わ! かった陶芸 (明窓窯)

 作陶や技術的方法、疑問、質問など陶芸全般 
 特に電動轆轤技法、各種装飾方法、釉薬などについてお話します。

素朴な疑問 166 大きな作品はなぜ難しいか1?

2015-07-18 17:35:30 | 素朴な疑問
当然の事ですが、焼き物(陶芸)の作品は、大きいから価値がある訳では有りません。

使い勝手の良い物は、その用途によって適度の大きさがあります。大きな物は展示用などの他、

大勢人が集まった会場や食事、葬儀の花瓶など、特別な場所や特別の時に使われる場合が多いです

それ故大きな作品は使う機会も少なく、作る事も少なくなり勝ちです。しかし、大きな作品を作る

事は、今まで行ってきたやり方では通用しない場合も多いです。

技術力をアップさせたいと思っていたならば、是非大きな作品に挑戦してください。

小物ならば、どうにか処理できる事でも、大物になると狂いが出たり、割れが発生したりする他、

焼成でも失敗する事が多く、小手先では対応できなくなる事があります。

但し、焼く窯があるのが前提で、自分で大きな窯が無い場合には、どなたかに依頼する事になります。

又、窯に収まる範囲の大きさしか作る事が出来ませんから、注意が必要です。

1) 大きな作品は、横方向もそれなりの困難がありますが、縦(高さ)方向に背の高い作品の方が

  より難しくなります。即ち上に乗る重量が大きくなる為、それに耐える強さが必要に成るから

  です。又、作品の狂いも発生し易くなります。

  尚、展示用の大壷などでは、高さが50cm以下が多いです。 大皿なども直径60cm以下が

  多く見受けられます。それ故、ここではこの大きさを一つの目安として考えたいと思います。

2) 大きな作品はどの様に作るか?

 ① 手捻りで作る場合、特に形に拘りなく、大きな作品を作る事が出来ます。

  a) 多くの場合、土を継ぎ足す事で大きな作品に仕上げます。但し、重量の大きい作品は、

   上部の重みに耐える様にする必要があり、その為、肉薄に作る事は難しく肉厚に成り易いです

   又、全体を軽くする為に、強度に関係しない場所はなるべく肉抜きを行います。

----------

### 問題 1
陶芸の文章で、小物ならどうにか処理できても大物になると起こると述べられている不具合をすべて書き出すこと。

----------

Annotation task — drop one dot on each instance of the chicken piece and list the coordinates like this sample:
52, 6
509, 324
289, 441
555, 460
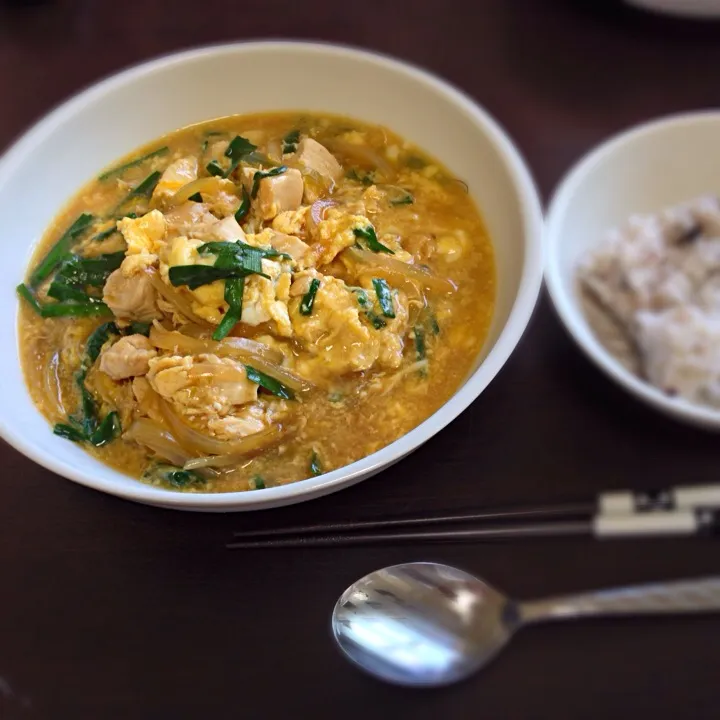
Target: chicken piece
392, 343
227, 229
248, 421
265, 300
374, 199
130, 297
332, 235
145, 238
207, 301
302, 280
289, 244
128, 357
190, 219
279, 193
222, 200
203, 385
291, 222
333, 333
176, 174
316, 157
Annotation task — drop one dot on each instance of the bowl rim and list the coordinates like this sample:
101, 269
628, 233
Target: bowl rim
566, 304
517, 321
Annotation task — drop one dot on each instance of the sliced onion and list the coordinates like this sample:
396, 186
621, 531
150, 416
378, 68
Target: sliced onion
212, 185
159, 440
218, 371
317, 212
260, 356
364, 155
395, 270
196, 442
250, 444
274, 149
52, 386
175, 298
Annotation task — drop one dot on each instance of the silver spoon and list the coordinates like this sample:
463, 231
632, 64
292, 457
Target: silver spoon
426, 624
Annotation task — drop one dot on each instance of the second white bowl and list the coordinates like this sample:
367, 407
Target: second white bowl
644, 170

----------

### 問題 2
上のリストの行をすべて、一字も変えずに出力すること。画像は答えに含めないこと。

### 解答 1
狂いが出る
割れが発生する
焼成でも失敗する

### 解答 2
Annotation task — drop one dot on each instance of the chicken piece and list the coordinates like this sample:
52, 6
509, 324
289, 441
555, 460
Target: chicken piece
392, 343
227, 229
248, 421
265, 300
374, 199
130, 297
332, 235
145, 238
207, 301
302, 280
289, 244
128, 357
190, 219
279, 193
222, 200
203, 385
291, 222
333, 333
176, 174
316, 157
Annotation task — drop one dot on each instance of the bowl rim and list the coordinates like this sample:
101, 269
628, 233
Target: bowl rim
566, 304
517, 321
Annotation task — drop one dot on each instance of the sliced onion and list the coordinates like this sample:
396, 186
621, 531
150, 416
378, 68
Target: sliced onion
212, 185
159, 440
218, 371
317, 212
260, 356
364, 155
395, 270
196, 442
250, 444
274, 149
52, 386
175, 298
Annotation task — drop one dot on each instance of the silver spoon and list the coordinates like this sample:
463, 231
632, 64
292, 457
Target: silver spoon
426, 624
Annotation task — drop one dot on each instance of the second white bowl and list the coordinates like this sample:
367, 407
Target: second white bowl
644, 170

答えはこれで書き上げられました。